**ТЕКСТ ДЛЯ ЧТЕНИЯ:**
= = = = =
В. Тендрякова всегда и с полным правом относили к числу художников беспокойных; он не мирился с общественным самодовольством и самоуверенностью, старался растревожить совесть читателя, торопился «ставить вопросы», «бить в колокола». Вот и вопрос: «легко ли быть молодым?» им был поставлен едва ли не раньше всех остальных - в повестях «Ночь после выпуска», «Шестьдесят свечей» и в романе «Покушение на миражи», герой которого поначалу убежден, что только там, «у них», возможен конфликт между отцами и детьми, а потом на опыте собственной семьи, ценой разрыва с сыном убеждается: «То, что свойственно временам и народам, в том или ином виде не может миновать и нас».
Легко ли быть молодым? А легко ли быть старым? - и не только из-за тяжкого груза лет, немощей, пугающего приближения смерти. Фронтовой командир Гребина, Иван Тимофеевич Голенкос - «человек кристальной честности и самоотверженного благородства», - прожил жизнь полном согласии со своим временем и своей совестью, а на восьмом десятке оглянулся, задумался, и многое оказалось не то и не так. Старика мучает прямо-таки «кампанелловский комплекс»: нет ли собственной вины том, что день сегодняшний получился не совсем таким, как долгими годами мечталось и планировалось? Ведь и сам не раз прикладывал руки к тому, чтобы «накалить обстановку»: «не мог глядеть, не прицеливаясь, не мог действовать, не сокрушая», даже когда говорил, то изо всех сил старался, чтобы слова имели «пробойную силу».
«Не оттого ли, что я жизнь перекалил, мои дети холодны, как ледышки... Камо грядеши, человецы?» - на трудные вопросы старика у Гребина нет ответов; как и на вопросы голенковской дочери - задерганной бытом, ожесточившейся от неприятностей праведницы, без которой не стоит семья; как нет ответов и на вопросы собственного сына. Там, где пасует Гребин, занятый проектами всеобщего благоденствия, но многого не замечающий под своим носом, его опорой оказывается жена. Катя обладает предусмотрительной мудростью жизни, действует по любви, а не по нетерпеливому желанию «поднажать», «переиначить», чтобы все наконец стало по правилам и пошло «ровнехоньким накатом»…
Тендряков верен себе; устремляется ли он на просторы истории или обращается к современности, его волнует одно и то же. Да и как может быть иначе, когда время воспринимается синхронно, а не разделяется на изолированные друг от друга и последовательно сменяющиеся отрезки - прошлое, настоящее, будущее? Правда, в современных сказаниях все же больше присутствует авторская воля, чем самодвижущаяся мысль героев, но так или иначе и они, и исторические сказания - та самая Книга Судеб, что осталась не прочитанной компьютером, зато побуждает читателя к самостоятельному раздумью и размышлению над вечным: «Камо грядеши, человецы?»
= = = = =
**ЗАДАНИЯ:**
**a)** Переведите на английский язык предложение из текста для чтения: «Тендряков верен себе; устремляется ли он на просторы истории или обращается к современности, его волнует одно и то же.»
**b)** Кто, согласно тексту для чтения, оказывается опорой Гребина там, где он пасует?

**МАТЕРИАЛ ДЛЯ РАБОТЫ:**
= = = = =
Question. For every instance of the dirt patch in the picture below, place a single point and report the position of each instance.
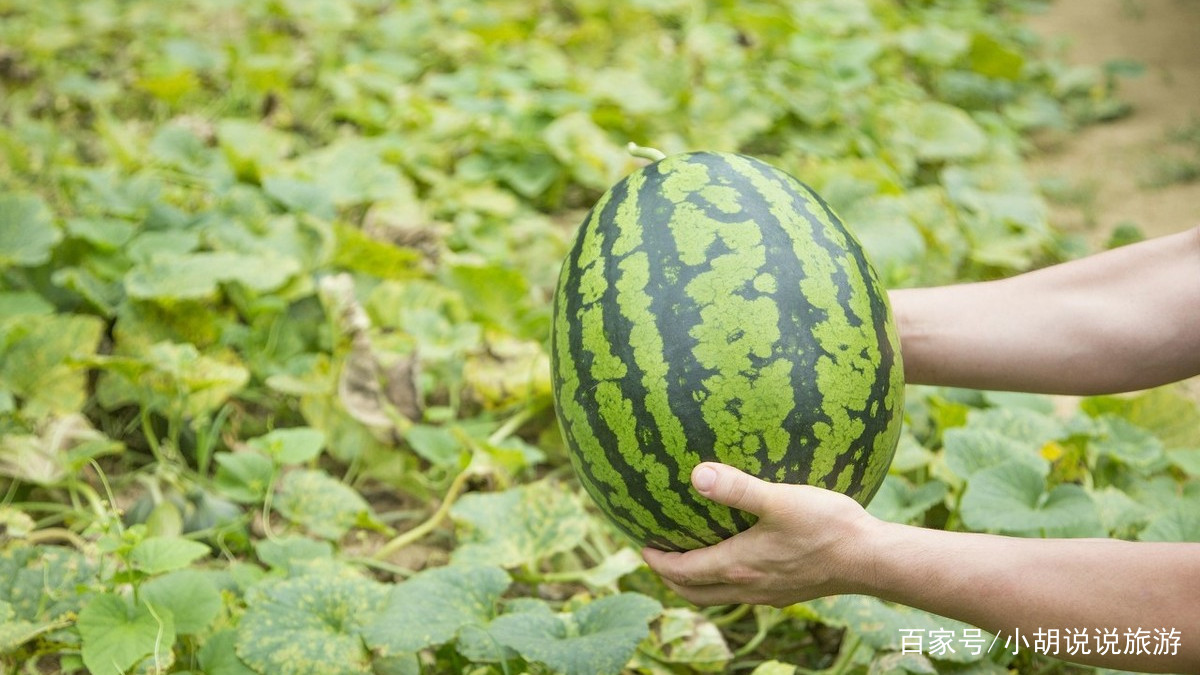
= = = = =
**ОТВЕТЫ К ЗАДАНИЯМ:**
**a)** Tendryakov stays true to himself; whether he sets out into the expanses of history or turns to the present day, the same thing troubles him.

**b)** Его жена Катя.